Die Symptome variieren. Meist stellen die Patienten das Fressen ein, liegen apathisch herum und haben Fieber. Häufig gesellen sich Erbrechen und Durchfall hinzu, der oft blutig ist. Die Vierbeiner sind dadurch dehydriert und trocknen aus. Ist der Darm stark in Mitleidenschaft gezogen worden, treten Toxine in die Blutbahn über. Es kommt zur Sepsis. Ist vermehrt das Knochenmark betroffen, kann eine Blutarmut die Situation zudem verschärfen. Manchmal versterben die Tiere auch akut, ohne überhaupt vorher deutliche Anzeichen einer Erkrankung gezeigt zu haben. Alles in allem stellt sich eine in der Regel schwerwiegende Symptomatik ein, die nicht übersehen werden kann.

Bei entsprechenden Krankheitsanzeichen lässt sich die Diagnose schon meist anhand des Alters, der Herkunft und des Impfstatus, also geimpft oder nicht, stellen.

::::::::

Aufgabe: Setzen Sie den Text über Symptome und Diagnose der Tiererkrankung im Anschluss an seinen letzten Satz fort.

Verfügbare Daten:
::::::::

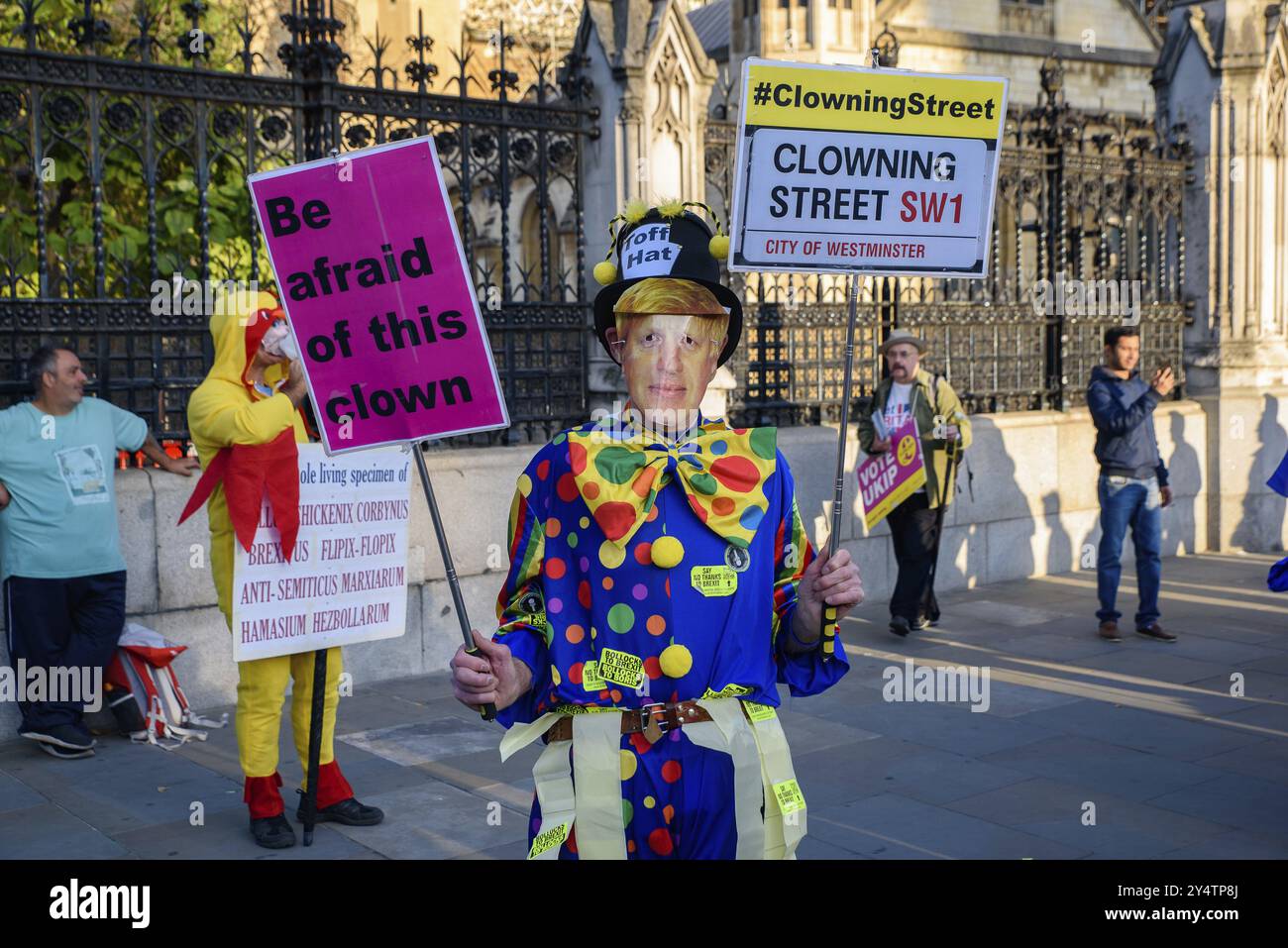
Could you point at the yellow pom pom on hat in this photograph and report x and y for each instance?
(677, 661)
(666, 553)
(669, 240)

::::::::

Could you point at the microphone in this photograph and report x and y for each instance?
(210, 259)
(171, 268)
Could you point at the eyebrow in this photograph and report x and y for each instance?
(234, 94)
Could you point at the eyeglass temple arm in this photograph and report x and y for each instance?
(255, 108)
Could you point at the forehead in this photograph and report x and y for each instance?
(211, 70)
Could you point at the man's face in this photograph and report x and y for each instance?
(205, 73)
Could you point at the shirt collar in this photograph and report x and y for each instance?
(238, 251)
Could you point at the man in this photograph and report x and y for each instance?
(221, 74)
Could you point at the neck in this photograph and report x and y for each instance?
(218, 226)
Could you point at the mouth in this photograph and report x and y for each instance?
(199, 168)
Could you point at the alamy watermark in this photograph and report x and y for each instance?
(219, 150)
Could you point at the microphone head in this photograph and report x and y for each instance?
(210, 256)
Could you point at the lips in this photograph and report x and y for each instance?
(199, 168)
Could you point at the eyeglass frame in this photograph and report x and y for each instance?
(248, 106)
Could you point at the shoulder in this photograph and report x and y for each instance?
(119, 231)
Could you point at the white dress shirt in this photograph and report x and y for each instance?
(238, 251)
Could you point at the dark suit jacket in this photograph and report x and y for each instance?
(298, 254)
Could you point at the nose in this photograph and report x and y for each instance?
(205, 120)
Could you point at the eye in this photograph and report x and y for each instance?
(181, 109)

::::::::

Ergebnis folgt:
Mit Hilfe einer Kotprobe wird ein Schnelltest gemacht, der Klarheit bringt und in jeder Tierarztpraxis normalerweise vorrätig ist. Diese Tests sind weitgehend sicher. Es kann aber zum Beispiel zu falsch positiven Ergebnissen kommen, wenn das Tier kurz vorher geimpft wurde. Eine echte Therapie gibt es nicht. Zuallererst muss das Tier von anderen ungeimpften Tieren streng getrennt werden, um eine weitere Ansteckung zu verhindern. Durch Infusionen versucht der Tierarzt, den Flüssigkeitsverlust auszugleichen. Antibiotika sollen eine Sepsis verhindern. Schmerzmittel helfen, die schlimmste Zeit zu überbrücken. Eiweißpräparate gleichen das über den Darm verlorene Defizit aus. Meist geht es nicht ohne Zwangsernährung mittels einer Sonde. Manchmal werden Bluttransfusionen nötig. Ob diese Maßnahmen erfolgreich sind, hängt von vielen Faktoren ab. Fachleute sagen, ohne Behandlung sterben 90% der infizierten Tiere, mit Behandlung überleben 90%. Wirklich überprüfen lassen sich diese Zahlen nicht. Sicher ist, es gibt unter Umständen Folgeschäden, zum Beispiel in Form von Herzschwäche nach einer Herzmuskelentzündung.

Parvo-Test.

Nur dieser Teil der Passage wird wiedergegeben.